*Work item*
Produce as output only the lines below starting at the line with "TASK = locate one point per instance of the person" and continuing through the line with "TARGET = clock face", each one exactly as written.

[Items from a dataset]
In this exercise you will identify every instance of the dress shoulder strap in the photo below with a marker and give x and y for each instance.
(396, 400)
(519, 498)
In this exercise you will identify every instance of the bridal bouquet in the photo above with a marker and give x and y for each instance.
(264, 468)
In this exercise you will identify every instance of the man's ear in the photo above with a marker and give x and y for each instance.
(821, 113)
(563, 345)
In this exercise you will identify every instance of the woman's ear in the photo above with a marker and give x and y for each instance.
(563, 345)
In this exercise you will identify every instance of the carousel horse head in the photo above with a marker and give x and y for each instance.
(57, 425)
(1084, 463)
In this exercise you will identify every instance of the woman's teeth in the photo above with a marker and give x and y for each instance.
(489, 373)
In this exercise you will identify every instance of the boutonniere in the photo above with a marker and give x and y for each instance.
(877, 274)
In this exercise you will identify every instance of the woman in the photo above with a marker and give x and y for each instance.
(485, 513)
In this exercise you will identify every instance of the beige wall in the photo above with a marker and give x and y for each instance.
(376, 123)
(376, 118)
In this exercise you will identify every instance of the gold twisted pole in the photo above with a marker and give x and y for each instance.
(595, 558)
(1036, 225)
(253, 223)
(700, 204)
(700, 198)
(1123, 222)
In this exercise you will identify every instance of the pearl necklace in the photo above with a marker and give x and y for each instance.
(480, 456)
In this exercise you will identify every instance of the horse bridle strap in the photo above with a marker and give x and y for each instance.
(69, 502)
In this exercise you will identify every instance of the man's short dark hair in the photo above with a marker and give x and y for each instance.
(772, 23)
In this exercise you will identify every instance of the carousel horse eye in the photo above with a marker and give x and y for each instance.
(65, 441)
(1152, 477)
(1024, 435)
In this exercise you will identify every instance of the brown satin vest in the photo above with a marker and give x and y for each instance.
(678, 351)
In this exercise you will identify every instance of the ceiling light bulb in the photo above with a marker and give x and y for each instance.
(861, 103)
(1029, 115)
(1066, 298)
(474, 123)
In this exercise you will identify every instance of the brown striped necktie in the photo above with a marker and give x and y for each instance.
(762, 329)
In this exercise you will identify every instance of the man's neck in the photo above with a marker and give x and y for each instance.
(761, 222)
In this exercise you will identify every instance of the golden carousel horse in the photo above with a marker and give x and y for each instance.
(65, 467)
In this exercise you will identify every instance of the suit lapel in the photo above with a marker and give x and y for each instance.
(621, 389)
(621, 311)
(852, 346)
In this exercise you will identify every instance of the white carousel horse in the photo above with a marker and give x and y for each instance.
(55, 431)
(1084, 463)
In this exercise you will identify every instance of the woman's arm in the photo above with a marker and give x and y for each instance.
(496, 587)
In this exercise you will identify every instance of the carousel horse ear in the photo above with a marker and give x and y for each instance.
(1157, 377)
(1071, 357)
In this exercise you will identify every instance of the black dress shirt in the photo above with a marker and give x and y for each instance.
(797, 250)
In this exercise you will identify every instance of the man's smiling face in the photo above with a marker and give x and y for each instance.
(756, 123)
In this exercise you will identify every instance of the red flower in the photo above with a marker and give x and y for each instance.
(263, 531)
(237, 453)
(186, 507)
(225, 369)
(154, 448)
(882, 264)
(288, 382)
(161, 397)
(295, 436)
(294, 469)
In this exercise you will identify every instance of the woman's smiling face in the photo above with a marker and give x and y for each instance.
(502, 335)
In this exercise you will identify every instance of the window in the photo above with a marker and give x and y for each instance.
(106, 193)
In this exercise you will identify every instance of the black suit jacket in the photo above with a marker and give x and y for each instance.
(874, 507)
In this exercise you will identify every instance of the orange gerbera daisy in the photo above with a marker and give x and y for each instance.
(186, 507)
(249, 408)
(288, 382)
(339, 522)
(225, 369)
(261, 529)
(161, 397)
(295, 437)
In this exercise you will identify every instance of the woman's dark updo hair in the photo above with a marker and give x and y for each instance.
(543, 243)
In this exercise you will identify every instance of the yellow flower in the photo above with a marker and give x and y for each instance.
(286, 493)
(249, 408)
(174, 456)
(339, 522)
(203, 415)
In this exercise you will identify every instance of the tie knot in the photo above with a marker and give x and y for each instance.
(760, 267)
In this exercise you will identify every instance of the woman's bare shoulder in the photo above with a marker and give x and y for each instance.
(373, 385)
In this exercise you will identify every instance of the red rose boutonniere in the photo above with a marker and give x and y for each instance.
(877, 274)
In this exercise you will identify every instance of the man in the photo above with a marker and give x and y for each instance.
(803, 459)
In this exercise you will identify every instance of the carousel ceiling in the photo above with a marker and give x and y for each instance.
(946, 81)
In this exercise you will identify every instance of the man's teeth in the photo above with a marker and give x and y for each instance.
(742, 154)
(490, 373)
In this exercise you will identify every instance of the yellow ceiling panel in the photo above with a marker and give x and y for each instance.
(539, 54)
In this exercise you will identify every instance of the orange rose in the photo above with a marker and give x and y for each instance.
* * *
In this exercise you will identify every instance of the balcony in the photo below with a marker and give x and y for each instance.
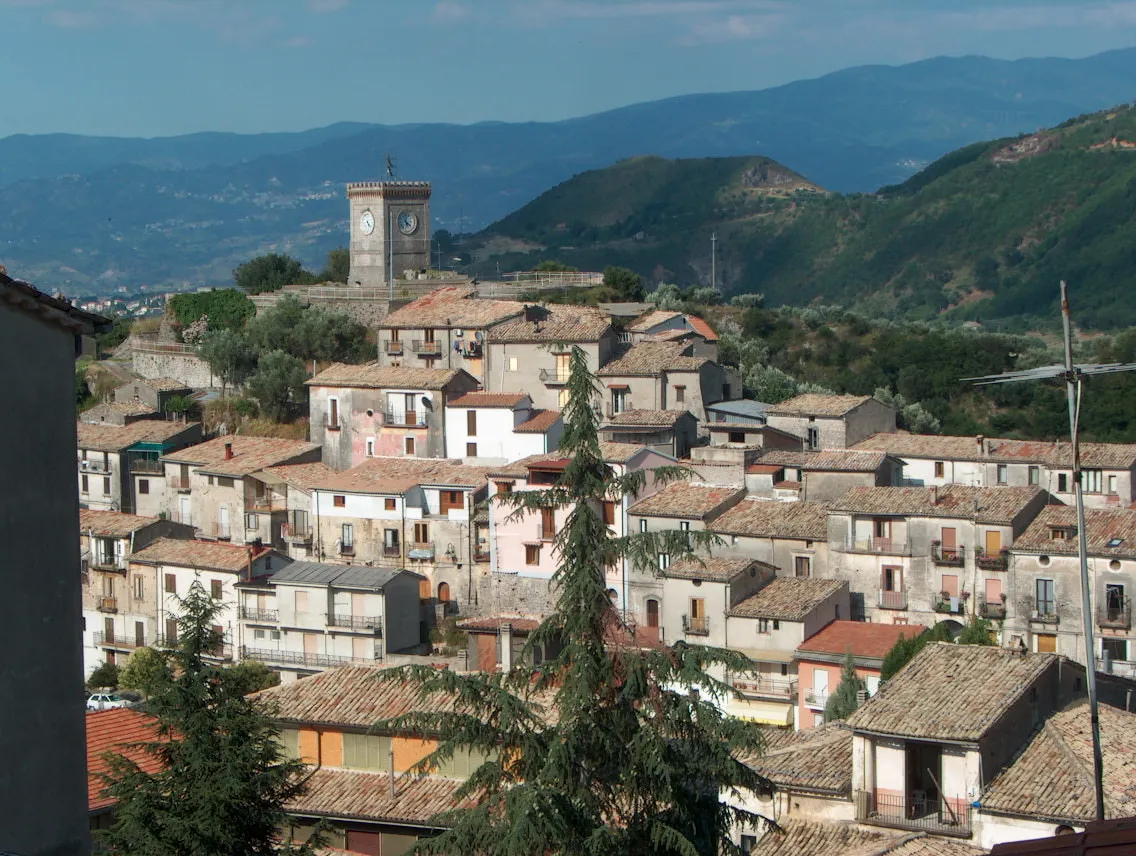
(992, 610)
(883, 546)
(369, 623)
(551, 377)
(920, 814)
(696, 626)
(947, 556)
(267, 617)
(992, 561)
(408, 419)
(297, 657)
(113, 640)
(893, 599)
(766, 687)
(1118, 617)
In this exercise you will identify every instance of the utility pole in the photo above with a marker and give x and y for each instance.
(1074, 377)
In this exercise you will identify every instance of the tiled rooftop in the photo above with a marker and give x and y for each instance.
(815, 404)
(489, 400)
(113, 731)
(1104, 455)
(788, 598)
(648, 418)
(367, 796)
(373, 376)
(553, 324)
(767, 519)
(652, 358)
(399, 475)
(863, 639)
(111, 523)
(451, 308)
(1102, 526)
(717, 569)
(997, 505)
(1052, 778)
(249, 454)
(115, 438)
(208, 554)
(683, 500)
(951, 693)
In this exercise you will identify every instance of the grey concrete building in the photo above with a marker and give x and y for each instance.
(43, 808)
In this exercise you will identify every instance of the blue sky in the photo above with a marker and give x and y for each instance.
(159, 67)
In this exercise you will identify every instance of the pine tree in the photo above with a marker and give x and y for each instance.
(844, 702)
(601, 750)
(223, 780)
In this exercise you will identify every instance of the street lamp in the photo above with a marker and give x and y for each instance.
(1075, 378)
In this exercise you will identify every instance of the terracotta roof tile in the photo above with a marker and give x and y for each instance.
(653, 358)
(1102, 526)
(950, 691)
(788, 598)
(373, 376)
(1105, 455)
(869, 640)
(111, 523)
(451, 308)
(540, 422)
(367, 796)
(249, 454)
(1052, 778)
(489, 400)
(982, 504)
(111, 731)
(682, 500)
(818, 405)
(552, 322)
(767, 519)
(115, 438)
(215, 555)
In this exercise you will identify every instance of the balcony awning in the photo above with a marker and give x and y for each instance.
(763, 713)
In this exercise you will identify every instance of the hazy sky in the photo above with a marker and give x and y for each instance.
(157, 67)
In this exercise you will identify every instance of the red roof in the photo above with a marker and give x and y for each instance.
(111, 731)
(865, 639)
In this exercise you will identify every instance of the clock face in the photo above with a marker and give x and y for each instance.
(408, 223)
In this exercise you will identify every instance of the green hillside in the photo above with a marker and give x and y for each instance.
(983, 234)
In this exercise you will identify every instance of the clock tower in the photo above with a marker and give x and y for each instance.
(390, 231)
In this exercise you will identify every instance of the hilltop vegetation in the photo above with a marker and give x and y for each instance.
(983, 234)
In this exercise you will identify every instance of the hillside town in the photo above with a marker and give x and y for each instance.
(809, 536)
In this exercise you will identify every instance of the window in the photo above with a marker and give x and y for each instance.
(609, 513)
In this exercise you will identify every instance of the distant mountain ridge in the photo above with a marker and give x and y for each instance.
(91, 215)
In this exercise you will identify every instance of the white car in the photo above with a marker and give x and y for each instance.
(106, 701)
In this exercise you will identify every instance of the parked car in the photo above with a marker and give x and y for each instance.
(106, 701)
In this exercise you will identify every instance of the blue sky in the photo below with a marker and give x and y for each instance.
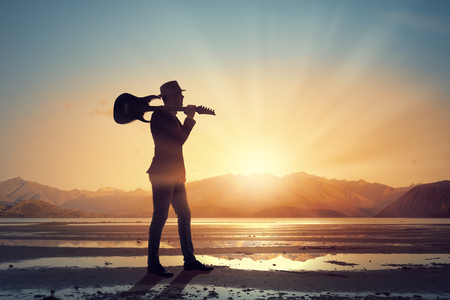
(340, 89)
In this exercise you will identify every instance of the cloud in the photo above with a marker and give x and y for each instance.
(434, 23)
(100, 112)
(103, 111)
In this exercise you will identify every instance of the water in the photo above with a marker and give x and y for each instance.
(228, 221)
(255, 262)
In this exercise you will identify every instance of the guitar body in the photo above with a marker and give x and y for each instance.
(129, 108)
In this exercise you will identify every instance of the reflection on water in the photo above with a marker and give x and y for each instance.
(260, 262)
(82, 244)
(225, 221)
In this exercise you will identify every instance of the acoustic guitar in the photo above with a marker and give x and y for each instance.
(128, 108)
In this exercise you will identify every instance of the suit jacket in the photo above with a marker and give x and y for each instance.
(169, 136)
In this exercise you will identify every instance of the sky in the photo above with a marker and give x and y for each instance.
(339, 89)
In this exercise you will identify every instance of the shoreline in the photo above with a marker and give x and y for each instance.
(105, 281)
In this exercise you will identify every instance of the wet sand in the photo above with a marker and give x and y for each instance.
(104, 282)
...
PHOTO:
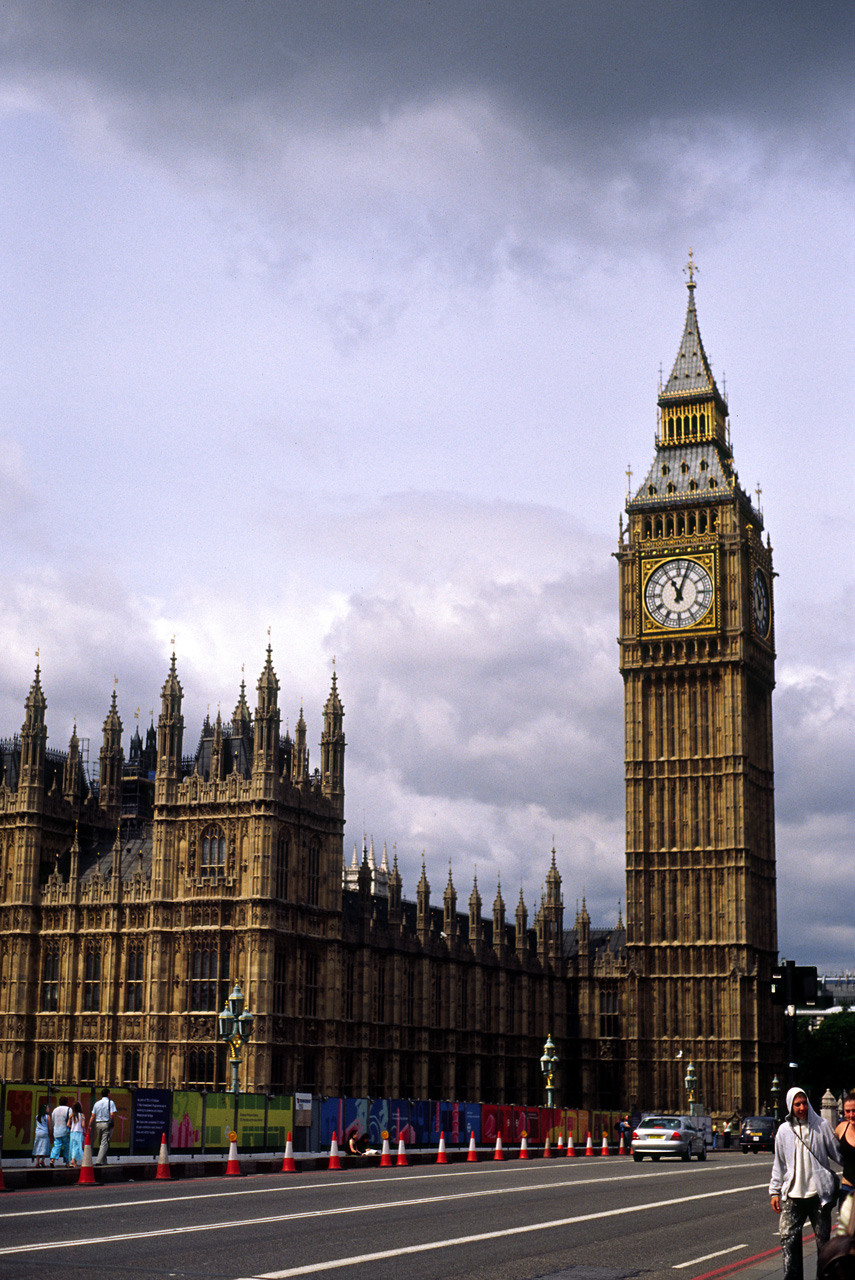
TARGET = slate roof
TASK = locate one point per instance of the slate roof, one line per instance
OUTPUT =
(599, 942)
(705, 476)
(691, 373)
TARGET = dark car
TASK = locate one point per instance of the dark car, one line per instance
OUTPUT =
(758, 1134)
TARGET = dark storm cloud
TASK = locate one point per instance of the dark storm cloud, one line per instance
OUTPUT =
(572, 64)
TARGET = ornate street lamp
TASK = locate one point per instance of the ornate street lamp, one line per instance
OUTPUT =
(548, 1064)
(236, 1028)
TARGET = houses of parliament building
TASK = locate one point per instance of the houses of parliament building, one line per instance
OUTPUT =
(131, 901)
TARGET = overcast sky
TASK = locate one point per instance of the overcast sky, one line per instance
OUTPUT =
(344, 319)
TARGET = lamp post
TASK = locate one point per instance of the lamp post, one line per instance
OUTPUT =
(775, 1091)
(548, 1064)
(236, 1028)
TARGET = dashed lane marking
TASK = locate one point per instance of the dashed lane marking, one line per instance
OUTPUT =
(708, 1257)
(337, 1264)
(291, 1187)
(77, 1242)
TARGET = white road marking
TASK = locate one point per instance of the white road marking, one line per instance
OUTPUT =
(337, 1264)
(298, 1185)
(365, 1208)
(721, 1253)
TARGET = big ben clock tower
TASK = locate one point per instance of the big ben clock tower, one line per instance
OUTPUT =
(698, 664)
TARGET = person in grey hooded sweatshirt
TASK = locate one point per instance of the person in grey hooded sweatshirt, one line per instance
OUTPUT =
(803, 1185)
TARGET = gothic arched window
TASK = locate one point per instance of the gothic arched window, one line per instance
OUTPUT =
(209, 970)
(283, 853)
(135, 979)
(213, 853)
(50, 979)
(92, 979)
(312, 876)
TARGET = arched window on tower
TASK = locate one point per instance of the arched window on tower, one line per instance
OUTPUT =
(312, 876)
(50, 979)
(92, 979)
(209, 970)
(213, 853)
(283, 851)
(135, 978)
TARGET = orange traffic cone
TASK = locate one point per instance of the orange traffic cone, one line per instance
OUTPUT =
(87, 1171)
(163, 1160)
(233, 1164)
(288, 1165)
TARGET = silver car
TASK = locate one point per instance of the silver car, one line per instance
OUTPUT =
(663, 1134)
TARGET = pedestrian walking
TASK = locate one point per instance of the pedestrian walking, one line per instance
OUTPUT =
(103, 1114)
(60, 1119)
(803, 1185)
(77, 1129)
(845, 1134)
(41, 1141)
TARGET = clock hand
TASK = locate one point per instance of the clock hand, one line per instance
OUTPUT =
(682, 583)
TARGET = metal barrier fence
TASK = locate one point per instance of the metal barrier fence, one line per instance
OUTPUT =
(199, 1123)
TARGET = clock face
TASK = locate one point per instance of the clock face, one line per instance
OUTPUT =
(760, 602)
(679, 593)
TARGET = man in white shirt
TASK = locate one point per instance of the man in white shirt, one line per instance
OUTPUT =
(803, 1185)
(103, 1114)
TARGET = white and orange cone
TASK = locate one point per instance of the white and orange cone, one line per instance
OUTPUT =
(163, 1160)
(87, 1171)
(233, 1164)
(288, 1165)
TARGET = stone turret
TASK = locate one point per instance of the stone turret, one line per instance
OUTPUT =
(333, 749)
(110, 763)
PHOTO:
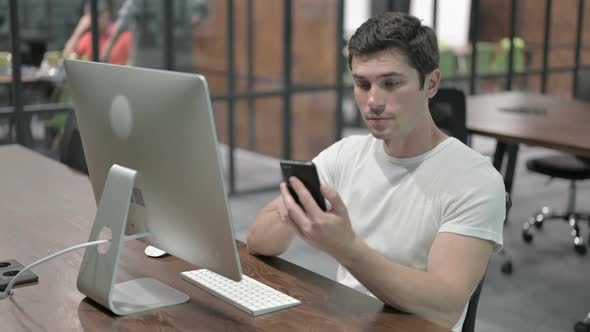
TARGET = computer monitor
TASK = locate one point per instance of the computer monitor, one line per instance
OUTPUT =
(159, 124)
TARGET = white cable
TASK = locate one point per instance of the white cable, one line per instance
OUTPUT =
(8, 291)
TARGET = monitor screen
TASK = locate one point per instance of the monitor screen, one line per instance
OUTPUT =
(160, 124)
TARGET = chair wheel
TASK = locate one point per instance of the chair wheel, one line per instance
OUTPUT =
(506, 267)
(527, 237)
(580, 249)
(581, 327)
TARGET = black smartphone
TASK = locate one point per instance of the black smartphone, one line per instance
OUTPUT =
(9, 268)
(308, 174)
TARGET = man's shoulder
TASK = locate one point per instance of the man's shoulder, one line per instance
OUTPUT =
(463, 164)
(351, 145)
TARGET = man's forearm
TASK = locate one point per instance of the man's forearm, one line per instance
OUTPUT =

*Exercise result*
TASK = locate one point per instance of the person in grey hooded sweatshirt, one line per instance
OUTPUT =
(803, 1185)
TARGET = gothic arched window
TASK = locate one point per instance of the gothic arched window, one line per instance
OUTPUT =
(209, 970)
(283, 853)
(135, 979)
(213, 853)
(50, 979)
(92, 979)
(312, 876)
TARGET = arched window on tower
TASK = locate one point per instance of the arched window on tower, one line per instance
OUTPUT =
(312, 876)
(50, 979)
(92, 979)
(209, 970)
(213, 853)
(283, 851)
(135, 978)
TARGET = orange traffic cone
TASK = locate one point per instance of the orange traffic cone, one line per instance
OUTPUT =
(87, 1171)
(163, 1160)
(233, 1164)
(288, 1165)
TARGET = silver car
TASK = locate one point per instance of the silver car, one line per instance
OUTPUT =
(663, 1134)
TARGET = pedestrian walking
TASK = locate one point per instance of the pedestrian walking, one line per instance
OUTPUT =
(103, 1114)
(60, 1119)
(803, 1185)
(77, 1129)
(845, 1134)
(41, 1141)
TARGET = clock hand
TASK = locate one point per instance of the clock hand, one line per instance
OUTPUT =
(682, 583)
TARGET = metal barrier fence
TASK = locate one point per instance of the metal barrier fence, one line per instance
OUTPUT =
(199, 1123)
TARGET = clock face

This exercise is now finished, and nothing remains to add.